_Aufgabe 1:_ Mit welchen Wirtschaften zusammen nennt der vorliegende Auszug die Gutswirtschaften des Nordwestens als Typen?

_Vorliegender Auszug:_
◇ ◇ ◇ ◇

3. Für den Fall a 2 I (wirtschaftsregulierender Verband) sind für den Fall β (erwerbswirtschaftliche Orientierung) diejenigen Wirtschaftsregulierungen in den okzidentalen mittelalterlichen Kommunen, ebenso in den Gilden und Kasten von China und Indien ein ziemlich reiner Typus, welche die Zahl und Art der Meisterstellen und die Technik der Arbeit, also: die Art der Arbeitsorientierung in den Handwerken regulierten. Soweit der Sinn nicht: Versorgung des Konsumbedarfs mit Nutzleistungen der Handwerker, sondern, – was nicht immer, aber häufig der Fall war: – Sicherung der Erwerbschancen der Handwerker war: insbesondere Hochhaltung der Leistungsqualität und Repartierung der Kundschaft. Wie jede Wirtschaftsregulierung bedeutete selbstverständlich auch diese eine Beschränkung der Marktfreiheit und daher der autonomen erwerbswirtschaftlichen Orientierung der Handwerker: sie war orientiert an der Erhaltung der »Nahrung« für die gegebenen Handwerksbetriebe und also insoweit der haushaltswirtschaftlichen Orientierung trotz ihrer erwerbswirtschaftlichen Form doch innerlich material verwandt.

4. Für den Fall a 2 II im Fall β sind außer den schon angeführten reinen Typen der Hausindustrie vor allem die Gutswirtschaften unseres Ostens mit den an ihren Ordnungen orientierten Instmanns-Wirtschaften, die des Nordwestens mit den Heuerlings-Wirtschaften Typen. Die Gutswirtschaft sowohl, wie die Verlagswirtschaft sind Erwerbsbetriebe des Gutsherrn bzw. Verlegers; die Wirtschaftsbetriebe der Instleute und hausindustriellen Arbeiter orientieren sich in der Art der ihnen oktroyierten Leistungsverteilung und Arbeitsleistungsverbindung sowohl wie in ihrer Erwerbswirtschaft überhaupt primär an den Leistungspflichten, welche ihnen die Arbeitsordnung des Gutsverbandes bzw. die hausindustrielle Abhängigkeit auferlegt. Im übrigen sind sie: Haushaltungen. Ihre Erwerbsleistung ist nicht autonom, sondern heteronome Erwerbsleistung für den Erwerbsbetrieb des Gutsherrn bzw. Verlegers. Je nach dem Maß der materialen Uniformierung dieser Orientierung kann der Tatbestand sich der rein technischen Leistungsverteilung innerhalb eines und desselben Betriebes annähern, wie sie bei der »Fabrik« besteht.

◇ ◇ ◇ ◇

_Gegebene Daten:_

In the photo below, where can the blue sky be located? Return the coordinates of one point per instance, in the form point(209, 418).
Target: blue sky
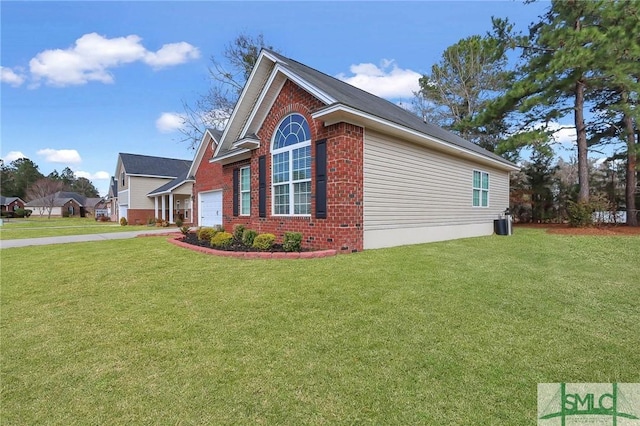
point(83, 81)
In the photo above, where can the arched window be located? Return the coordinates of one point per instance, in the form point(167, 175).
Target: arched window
point(291, 167)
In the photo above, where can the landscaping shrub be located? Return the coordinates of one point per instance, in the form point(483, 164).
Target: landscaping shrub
point(248, 236)
point(21, 212)
point(238, 231)
point(221, 240)
point(264, 241)
point(292, 241)
point(206, 233)
point(579, 214)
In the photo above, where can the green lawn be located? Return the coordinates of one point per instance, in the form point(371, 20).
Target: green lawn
point(36, 227)
point(461, 332)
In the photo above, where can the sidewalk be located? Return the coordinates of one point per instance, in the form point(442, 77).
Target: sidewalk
point(82, 238)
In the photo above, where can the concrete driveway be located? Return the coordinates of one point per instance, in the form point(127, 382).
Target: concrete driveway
point(82, 238)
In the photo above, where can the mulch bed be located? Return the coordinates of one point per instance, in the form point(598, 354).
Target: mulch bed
point(192, 239)
point(565, 229)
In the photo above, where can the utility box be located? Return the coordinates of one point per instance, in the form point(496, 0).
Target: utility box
point(503, 226)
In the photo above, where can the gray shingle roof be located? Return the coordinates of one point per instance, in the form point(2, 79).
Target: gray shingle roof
point(217, 134)
point(349, 95)
point(172, 184)
point(136, 164)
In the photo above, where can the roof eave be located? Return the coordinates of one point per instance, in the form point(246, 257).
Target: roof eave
point(170, 190)
point(232, 157)
point(340, 113)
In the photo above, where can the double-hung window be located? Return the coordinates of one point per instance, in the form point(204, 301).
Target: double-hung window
point(291, 167)
point(245, 191)
point(480, 189)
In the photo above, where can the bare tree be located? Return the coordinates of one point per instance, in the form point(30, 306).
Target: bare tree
point(228, 78)
point(44, 190)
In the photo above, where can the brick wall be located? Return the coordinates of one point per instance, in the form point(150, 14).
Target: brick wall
point(342, 230)
point(208, 178)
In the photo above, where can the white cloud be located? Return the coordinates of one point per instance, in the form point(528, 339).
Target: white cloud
point(13, 156)
point(9, 76)
point(387, 80)
point(170, 122)
point(101, 175)
point(64, 156)
point(92, 56)
point(172, 54)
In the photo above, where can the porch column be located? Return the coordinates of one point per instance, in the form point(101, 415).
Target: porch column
point(155, 205)
point(171, 207)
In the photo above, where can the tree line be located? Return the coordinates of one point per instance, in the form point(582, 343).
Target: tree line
point(508, 92)
point(579, 63)
point(22, 178)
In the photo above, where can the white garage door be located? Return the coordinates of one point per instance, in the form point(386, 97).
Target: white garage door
point(210, 208)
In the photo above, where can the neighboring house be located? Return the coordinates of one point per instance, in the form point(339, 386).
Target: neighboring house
point(112, 200)
point(11, 204)
point(76, 205)
point(306, 152)
point(153, 187)
point(208, 185)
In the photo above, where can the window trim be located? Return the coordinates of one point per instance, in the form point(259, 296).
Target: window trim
point(290, 182)
point(245, 191)
point(481, 190)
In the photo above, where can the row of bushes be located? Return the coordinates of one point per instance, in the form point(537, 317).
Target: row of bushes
point(218, 238)
point(17, 213)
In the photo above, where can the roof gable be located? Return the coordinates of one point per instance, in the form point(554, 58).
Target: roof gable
point(209, 135)
point(146, 165)
point(356, 106)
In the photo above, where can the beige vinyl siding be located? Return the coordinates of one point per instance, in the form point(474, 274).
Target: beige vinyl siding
point(139, 187)
point(409, 186)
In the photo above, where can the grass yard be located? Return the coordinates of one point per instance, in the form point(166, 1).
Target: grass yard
point(460, 332)
point(36, 227)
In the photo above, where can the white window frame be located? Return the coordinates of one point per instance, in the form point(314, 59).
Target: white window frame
point(480, 189)
point(290, 181)
point(246, 190)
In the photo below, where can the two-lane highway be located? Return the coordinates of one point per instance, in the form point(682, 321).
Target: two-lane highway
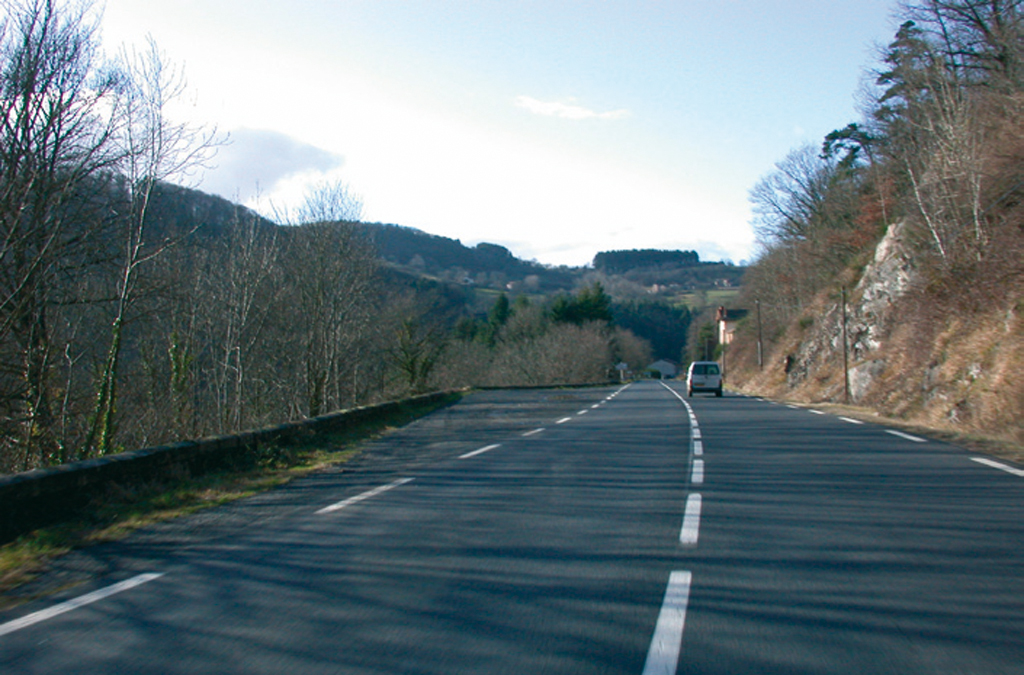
point(624, 530)
point(833, 546)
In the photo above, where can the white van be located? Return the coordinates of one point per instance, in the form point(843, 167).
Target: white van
point(704, 376)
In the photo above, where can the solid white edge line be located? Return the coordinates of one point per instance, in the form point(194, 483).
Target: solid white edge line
point(697, 476)
point(691, 521)
point(367, 495)
point(998, 465)
point(905, 435)
point(480, 451)
point(663, 656)
point(75, 603)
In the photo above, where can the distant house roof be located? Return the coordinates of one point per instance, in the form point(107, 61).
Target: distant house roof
point(666, 367)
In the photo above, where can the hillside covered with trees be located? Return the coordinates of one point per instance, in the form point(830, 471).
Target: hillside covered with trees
point(914, 216)
point(134, 311)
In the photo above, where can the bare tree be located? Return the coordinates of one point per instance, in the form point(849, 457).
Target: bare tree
point(153, 150)
point(57, 125)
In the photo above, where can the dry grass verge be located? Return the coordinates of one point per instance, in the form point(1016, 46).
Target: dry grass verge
point(122, 511)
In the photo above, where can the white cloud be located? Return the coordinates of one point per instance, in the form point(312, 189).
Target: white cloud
point(263, 161)
point(566, 111)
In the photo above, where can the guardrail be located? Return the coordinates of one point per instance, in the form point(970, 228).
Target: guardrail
point(42, 497)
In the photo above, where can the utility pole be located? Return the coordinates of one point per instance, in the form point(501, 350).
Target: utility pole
point(761, 359)
point(846, 365)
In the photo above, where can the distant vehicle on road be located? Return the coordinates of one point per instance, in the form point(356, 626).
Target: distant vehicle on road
point(704, 376)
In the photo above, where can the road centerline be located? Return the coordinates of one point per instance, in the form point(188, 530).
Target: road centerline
point(998, 465)
point(691, 520)
point(75, 603)
point(364, 496)
point(666, 644)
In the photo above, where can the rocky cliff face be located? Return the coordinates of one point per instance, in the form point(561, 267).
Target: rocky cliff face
point(907, 355)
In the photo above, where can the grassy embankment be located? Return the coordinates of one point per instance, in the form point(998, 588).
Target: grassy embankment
point(124, 510)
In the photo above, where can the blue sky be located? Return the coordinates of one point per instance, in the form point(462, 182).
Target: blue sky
point(558, 129)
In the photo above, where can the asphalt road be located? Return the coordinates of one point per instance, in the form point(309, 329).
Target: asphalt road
point(593, 531)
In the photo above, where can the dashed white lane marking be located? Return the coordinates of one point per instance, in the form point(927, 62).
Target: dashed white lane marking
point(367, 495)
point(691, 521)
point(999, 465)
point(905, 435)
point(663, 657)
point(480, 451)
point(88, 598)
point(696, 477)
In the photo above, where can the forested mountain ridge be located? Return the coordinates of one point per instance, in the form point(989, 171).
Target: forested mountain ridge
point(908, 223)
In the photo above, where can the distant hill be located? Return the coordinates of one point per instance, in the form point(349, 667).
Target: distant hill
point(176, 211)
point(620, 262)
point(484, 264)
point(682, 269)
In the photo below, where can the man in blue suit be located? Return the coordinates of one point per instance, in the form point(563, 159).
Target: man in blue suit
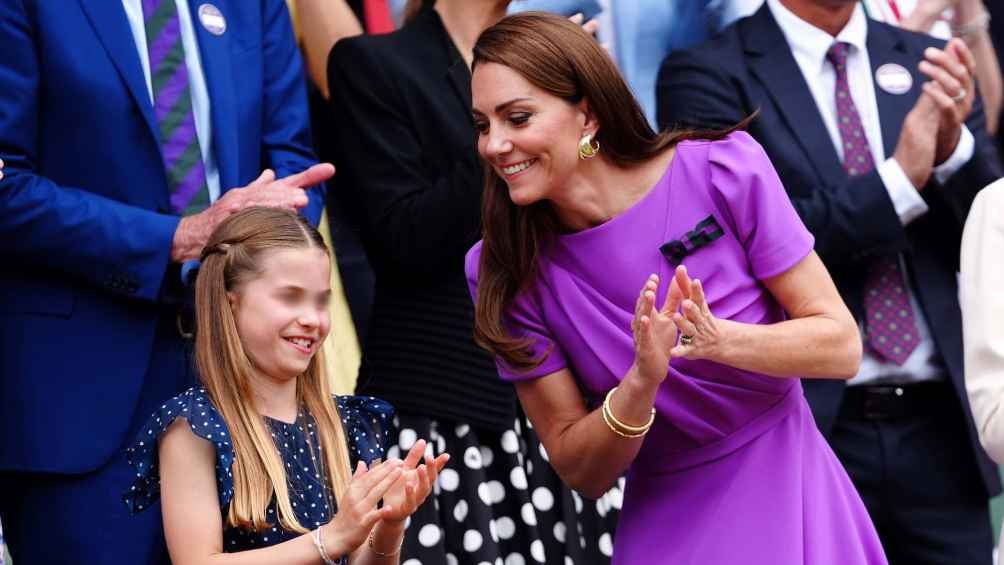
point(876, 135)
point(129, 129)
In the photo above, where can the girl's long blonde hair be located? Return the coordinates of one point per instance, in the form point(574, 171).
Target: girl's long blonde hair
point(232, 257)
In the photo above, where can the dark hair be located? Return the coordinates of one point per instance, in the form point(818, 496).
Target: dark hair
point(557, 56)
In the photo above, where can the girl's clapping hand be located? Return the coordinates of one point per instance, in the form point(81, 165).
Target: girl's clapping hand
point(357, 512)
point(415, 483)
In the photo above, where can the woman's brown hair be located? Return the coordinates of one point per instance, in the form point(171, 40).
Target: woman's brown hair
point(232, 257)
point(558, 57)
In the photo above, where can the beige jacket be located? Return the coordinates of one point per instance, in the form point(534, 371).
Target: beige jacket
point(981, 294)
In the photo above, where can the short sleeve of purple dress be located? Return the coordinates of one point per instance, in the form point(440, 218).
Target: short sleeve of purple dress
point(734, 470)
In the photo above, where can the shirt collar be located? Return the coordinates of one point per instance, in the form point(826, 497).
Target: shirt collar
point(809, 43)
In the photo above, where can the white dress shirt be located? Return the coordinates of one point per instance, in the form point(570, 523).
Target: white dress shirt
point(197, 81)
point(980, 284)
point(809, 45)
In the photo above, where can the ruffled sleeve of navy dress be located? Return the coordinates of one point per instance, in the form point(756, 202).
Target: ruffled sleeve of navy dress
point(367, 424)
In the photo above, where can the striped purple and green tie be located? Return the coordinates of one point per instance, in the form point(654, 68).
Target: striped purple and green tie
point(173, 107)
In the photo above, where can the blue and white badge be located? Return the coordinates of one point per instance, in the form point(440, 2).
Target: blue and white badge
point(894, 78)
point(212, 19)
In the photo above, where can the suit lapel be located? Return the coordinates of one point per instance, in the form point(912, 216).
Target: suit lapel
point(112, 28)
point(770, 59)
point(886, 47)
point(215, 53)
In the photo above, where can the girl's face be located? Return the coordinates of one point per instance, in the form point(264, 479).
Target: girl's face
point(528, 135)
point(282, 314)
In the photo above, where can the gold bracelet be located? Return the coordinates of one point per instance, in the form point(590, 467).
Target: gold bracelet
point(613, 429)
point(620, 428)
point(372, 547)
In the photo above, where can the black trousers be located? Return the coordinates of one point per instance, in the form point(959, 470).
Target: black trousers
point(913, 465)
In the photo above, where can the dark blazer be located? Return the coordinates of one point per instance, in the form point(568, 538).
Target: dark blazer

◇ ◇ ◇ ◇

_Aufgabe 2:_ Gib aus den Datensätzen nur die Zeilen wieder, beginnend mit der Zeile, die „In the photo above, where can the landscaping“ enthält, bis einschließlich der Zeile mit „point(44, 190)“. Tausche darin „Return“ gegen „Provide“ und lass alles andere unverändert.

_Vollständige Antwort 1:_ Mit den Heuerlings-Wirtschaften.

_Vollständige Antwort 2:_
In the photo above, where can the landscaping shrub be located? Provide the coordinates of one point per instance, in the form point(483, 164).
Target: landscaping shrub
point(248, 236)
point(21, 212)
point(238, 231)
point(221, 240)
point(264, 241)
point(292, 241)
point(206, 233)
point(579, 214)
In the photo above, where can the green lawn be located? Provide the coordinates of one point per instance, in the form point(371, 20).
Target: green lawn
point(36, 227)
point(461, 332)
In the photo above, where can the sidewalk be located? Provide the coordinates of one point per instance, in the form point(442, 77).
Target: sidewalk
point(82, 238)
In the photo above, where can the concrete driveway be located? Provide the coordinates of one point per instance, in the form point(127, 382).
Target: concrete driveway
point(82, 238)
In the photo above, where can the mulch bed be located? Provide the coordinates of one point per instance, in the form point(598, 354).
Target: mulch bed
point(192, 239)
point(565, 229)
In the photo above, where can the utility box be located? Provide the coordinates of one point per instance, in the form point(496, 0).
Target: utility box
point(503, 226)
In the photo above, where can the gray shingle roof be located? Provide the coordinates of one point per instance, in the form point(2, 79).
Target: gray shingle roof
point(217, 134)
point(349, 95)
point(172, 184)
point(136, 164)
In the photo above, where can the roof eave be located? Provide the coordinates of one point per instance, in the form point(246, 257).
Target: roof eave
point(170, 190)
point(232, 157)
point(340, 113)
In the photo above, where can the double-hung window be located? Provide the coordinates of one point per instance, in the form point(204, 301).
Target: double-hung window
point(291, 167)
point(245, 191)
point(480, 189)
In the photo above, where can the bare tree be located? Provide the coordinates of one point per instance, in the form point(30, 306).
Target: bare tree
point(228, 78)
point(44, 190)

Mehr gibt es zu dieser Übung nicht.